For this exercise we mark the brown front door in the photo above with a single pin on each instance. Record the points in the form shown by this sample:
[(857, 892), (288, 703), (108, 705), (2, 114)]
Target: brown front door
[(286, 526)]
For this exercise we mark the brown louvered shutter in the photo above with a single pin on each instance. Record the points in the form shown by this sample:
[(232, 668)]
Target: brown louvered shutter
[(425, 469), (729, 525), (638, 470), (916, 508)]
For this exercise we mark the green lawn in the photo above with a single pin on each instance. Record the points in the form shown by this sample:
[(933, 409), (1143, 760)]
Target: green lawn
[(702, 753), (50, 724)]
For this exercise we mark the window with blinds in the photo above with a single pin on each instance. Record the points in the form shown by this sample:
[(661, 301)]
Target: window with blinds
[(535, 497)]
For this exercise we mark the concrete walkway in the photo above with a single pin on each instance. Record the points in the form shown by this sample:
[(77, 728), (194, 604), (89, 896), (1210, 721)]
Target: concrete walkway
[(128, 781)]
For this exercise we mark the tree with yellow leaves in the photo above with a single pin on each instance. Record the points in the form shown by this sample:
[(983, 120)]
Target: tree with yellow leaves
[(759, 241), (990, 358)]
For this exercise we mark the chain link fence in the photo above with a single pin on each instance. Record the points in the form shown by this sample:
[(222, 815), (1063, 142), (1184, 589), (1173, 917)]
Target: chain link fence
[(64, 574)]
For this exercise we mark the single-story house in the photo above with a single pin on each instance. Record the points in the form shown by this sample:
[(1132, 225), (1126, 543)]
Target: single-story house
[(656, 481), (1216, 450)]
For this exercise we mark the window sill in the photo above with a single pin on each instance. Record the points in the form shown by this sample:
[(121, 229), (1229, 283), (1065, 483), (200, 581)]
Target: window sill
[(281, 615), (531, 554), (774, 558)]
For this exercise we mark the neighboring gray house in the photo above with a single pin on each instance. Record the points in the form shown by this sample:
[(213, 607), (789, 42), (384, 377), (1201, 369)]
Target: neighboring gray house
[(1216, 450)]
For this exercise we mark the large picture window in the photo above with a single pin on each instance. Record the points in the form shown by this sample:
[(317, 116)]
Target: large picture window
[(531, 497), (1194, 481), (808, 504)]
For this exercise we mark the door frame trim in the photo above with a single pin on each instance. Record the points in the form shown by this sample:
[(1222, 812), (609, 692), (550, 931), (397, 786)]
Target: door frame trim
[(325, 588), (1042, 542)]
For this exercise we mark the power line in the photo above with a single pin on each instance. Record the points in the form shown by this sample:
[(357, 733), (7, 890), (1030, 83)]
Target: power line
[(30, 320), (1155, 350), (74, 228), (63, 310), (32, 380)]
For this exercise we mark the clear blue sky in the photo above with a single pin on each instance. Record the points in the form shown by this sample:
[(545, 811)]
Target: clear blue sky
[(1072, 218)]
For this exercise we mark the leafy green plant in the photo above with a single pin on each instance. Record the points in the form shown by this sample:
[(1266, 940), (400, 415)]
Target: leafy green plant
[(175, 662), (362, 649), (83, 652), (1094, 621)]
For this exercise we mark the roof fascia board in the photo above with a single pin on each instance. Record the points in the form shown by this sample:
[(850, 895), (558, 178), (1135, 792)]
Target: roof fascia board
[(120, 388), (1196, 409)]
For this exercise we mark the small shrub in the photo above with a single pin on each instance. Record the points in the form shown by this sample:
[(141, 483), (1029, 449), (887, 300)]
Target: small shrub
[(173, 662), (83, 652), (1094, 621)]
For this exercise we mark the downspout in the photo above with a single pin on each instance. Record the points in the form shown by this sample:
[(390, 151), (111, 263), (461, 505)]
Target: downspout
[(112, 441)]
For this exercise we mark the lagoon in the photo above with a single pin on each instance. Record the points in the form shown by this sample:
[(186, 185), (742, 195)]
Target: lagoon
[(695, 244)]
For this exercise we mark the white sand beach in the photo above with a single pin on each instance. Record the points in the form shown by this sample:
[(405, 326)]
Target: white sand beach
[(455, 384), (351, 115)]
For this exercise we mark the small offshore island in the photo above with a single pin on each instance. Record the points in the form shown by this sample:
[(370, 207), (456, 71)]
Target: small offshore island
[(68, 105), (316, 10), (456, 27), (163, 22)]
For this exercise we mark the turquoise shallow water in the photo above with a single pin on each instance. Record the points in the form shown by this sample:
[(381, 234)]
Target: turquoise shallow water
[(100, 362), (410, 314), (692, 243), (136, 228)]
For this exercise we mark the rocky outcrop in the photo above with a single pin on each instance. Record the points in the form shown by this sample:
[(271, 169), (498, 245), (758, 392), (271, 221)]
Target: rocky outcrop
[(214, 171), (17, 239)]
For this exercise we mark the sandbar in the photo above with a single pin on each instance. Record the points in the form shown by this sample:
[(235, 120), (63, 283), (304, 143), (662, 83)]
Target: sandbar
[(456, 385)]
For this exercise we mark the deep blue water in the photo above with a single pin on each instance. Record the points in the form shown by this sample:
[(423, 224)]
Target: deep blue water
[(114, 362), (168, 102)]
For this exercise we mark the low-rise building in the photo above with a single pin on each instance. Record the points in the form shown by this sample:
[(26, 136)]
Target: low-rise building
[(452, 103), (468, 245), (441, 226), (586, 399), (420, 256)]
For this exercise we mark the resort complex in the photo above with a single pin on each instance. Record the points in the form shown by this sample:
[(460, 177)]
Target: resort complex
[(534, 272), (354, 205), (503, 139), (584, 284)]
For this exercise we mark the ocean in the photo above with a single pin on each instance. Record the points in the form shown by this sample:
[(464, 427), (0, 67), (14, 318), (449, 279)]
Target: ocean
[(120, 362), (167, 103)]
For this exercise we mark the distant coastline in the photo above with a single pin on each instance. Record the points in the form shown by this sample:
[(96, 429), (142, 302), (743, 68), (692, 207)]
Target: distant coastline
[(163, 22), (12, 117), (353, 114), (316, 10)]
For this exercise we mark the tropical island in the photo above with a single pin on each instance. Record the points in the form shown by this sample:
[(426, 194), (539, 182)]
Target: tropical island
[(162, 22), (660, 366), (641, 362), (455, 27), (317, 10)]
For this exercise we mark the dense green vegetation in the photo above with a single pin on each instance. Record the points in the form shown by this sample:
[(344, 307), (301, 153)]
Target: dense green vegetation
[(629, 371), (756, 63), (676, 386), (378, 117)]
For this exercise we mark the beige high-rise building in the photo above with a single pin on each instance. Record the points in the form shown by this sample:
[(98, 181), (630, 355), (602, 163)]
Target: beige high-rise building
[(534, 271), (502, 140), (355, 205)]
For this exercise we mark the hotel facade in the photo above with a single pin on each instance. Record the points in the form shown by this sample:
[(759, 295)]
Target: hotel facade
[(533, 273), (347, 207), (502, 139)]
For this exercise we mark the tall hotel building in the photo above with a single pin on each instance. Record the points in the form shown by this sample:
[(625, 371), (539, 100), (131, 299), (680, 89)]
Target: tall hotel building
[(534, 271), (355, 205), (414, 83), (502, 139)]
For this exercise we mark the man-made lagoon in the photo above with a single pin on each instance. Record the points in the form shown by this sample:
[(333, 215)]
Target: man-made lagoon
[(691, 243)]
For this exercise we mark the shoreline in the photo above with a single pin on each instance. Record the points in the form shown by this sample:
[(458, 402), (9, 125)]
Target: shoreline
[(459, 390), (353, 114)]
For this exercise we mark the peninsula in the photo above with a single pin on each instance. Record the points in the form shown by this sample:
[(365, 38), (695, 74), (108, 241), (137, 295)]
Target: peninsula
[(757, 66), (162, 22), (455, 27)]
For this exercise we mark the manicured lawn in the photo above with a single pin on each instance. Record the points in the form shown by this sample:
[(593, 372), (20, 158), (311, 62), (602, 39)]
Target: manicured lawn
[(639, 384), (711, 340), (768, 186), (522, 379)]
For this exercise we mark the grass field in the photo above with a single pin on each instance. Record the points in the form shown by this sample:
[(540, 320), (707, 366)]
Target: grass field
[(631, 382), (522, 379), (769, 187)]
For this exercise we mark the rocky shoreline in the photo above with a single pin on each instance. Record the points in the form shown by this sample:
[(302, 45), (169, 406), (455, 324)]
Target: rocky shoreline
——————
_What to produce_
Your answer should be the lines from the one that contains "[(365, 38), (695, 74), (108, 241), (137, 295)]" through the last line of the material, copied exactly.

_Output below_
[(365, 38), (695, 74), (108, 241), (137, 295)]
Target: peninsula
[(757, 66), (162, 22), (455, 27)]
For this exercise we mark the manicured lawn in the photo above with a single pin on each instance. Record the points in the form shown by this sample:
[(593, 372), (20, 158), (311, 62), (602, 39)]
Target: manicured lawn
[(639, 384), (711, 340), (768, 186), (522, 379)]
For this exercise we mark the grass field in the photo above with a single pin on each instance. Record the points in the form shown by this sample:
[(540, 320), (707, 366)]
Target: grass field
[(631, 382), (522, 379), (769, 187)]
For this exercise we mark the rocky shoreline in the photo above with a single pin on each instance. Record the points in the form shown by this sample:
[(302, 45), (169, 406), (455, 324)]
Target: rocky shoreline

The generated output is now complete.